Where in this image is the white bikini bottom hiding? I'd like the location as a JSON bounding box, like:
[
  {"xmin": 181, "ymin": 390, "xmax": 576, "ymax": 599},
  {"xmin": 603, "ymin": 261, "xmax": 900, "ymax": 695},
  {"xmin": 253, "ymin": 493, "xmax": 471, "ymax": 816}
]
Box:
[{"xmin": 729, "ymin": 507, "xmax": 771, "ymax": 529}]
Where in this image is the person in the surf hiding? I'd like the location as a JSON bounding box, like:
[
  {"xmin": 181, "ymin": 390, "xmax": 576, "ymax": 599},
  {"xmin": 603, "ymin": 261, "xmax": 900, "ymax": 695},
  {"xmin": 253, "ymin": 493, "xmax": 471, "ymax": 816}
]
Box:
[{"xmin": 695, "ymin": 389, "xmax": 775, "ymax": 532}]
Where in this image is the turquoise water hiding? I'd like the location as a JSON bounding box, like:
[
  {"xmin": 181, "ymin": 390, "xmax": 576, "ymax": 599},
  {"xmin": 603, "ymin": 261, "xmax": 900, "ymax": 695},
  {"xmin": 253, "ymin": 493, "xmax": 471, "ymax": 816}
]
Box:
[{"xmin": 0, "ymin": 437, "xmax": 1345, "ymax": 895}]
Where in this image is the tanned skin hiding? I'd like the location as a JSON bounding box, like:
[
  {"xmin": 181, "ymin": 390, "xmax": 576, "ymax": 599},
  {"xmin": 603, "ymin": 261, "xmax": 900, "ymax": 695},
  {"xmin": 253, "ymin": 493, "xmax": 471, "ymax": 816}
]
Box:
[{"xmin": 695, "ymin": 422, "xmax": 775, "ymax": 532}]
* * * * * * *
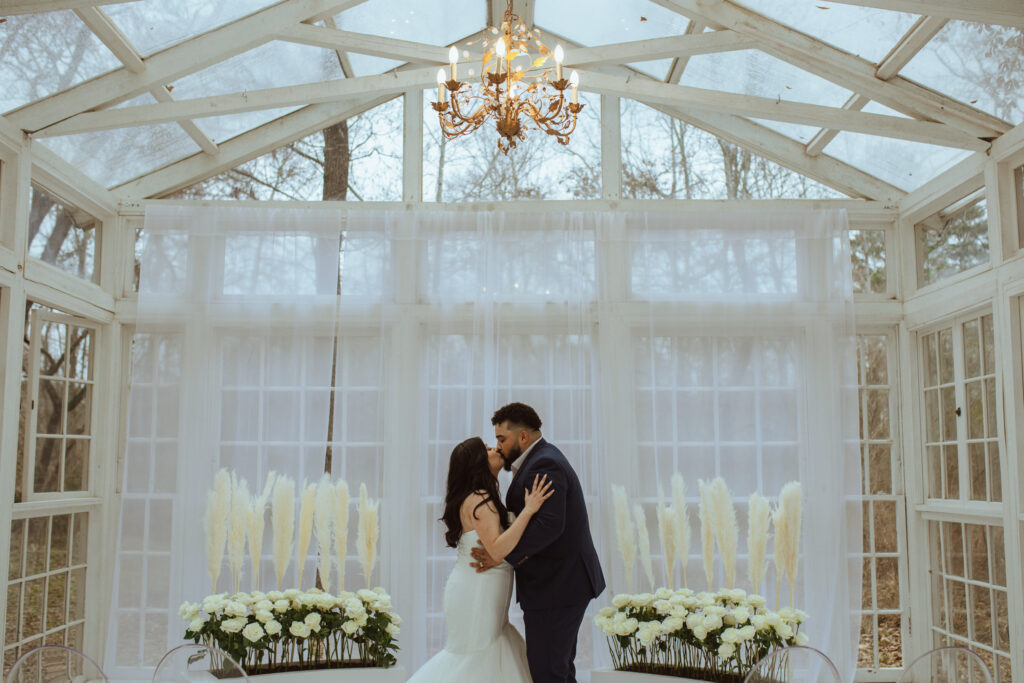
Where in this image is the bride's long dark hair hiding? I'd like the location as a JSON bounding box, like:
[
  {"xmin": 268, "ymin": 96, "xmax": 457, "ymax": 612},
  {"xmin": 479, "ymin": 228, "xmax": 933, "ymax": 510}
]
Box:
* * * * * * *
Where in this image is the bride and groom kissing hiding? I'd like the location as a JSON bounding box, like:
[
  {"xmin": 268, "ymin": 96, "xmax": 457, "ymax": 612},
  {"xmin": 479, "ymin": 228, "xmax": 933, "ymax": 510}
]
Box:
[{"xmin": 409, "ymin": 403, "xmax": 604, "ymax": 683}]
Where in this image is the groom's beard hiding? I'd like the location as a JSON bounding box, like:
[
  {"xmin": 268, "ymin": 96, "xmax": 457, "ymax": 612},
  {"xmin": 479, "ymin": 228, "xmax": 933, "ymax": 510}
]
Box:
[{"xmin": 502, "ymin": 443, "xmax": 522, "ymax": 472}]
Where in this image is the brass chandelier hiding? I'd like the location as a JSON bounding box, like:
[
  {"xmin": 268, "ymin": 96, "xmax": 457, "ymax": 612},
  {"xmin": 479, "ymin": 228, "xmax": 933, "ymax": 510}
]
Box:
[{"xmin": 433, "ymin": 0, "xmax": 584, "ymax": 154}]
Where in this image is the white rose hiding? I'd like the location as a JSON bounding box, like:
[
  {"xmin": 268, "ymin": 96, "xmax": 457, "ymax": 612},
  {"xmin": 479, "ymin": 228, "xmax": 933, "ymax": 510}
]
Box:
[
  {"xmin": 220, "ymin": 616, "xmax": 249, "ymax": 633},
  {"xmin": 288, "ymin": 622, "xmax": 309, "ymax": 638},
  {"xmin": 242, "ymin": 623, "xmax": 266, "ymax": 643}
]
* * * * * * *
* **WORK INSTRUCTIONS**
State how many of the lines above contain the word "location", replying with the number alone.

* **THE RESPONSE**
9